Region pointing data
+ + + + + + +
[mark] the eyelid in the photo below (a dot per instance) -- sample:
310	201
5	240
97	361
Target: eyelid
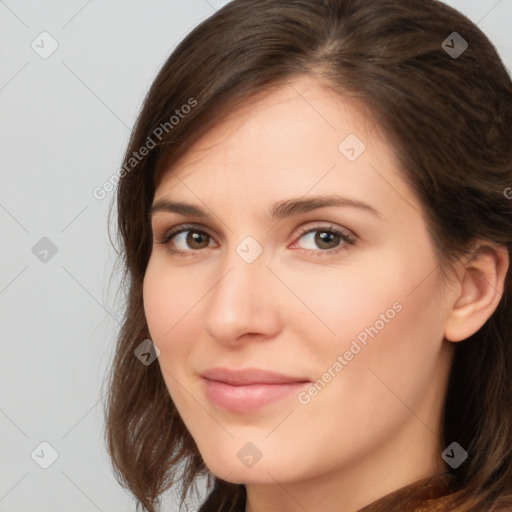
347	236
+ + + + + + +
- [WHAT YOU ARE ASKED TO DO]
All entries above are to be set down word for word, and the pictures are to be left out.

- [TASK SOLUTION]
[mark] the eyelid in the photo below (a dot per instance) -- sample:
310	201
5	240
97	361
Target: eyelid
347	236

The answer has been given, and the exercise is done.